▶ [Task prompt] Exactly as written, please repeat the data that follows, but not the pictures.

Start of Data for processing

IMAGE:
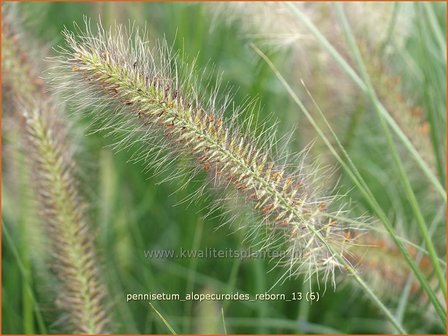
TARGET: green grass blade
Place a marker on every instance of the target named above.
(163, 320)
(357, 179)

End of Data for processing

▶ [Solution for this exercise]
IMAGE:
TARGET: green grass blade
Place a marker on every instance of the target named above.
(163, 320)
(357, 179)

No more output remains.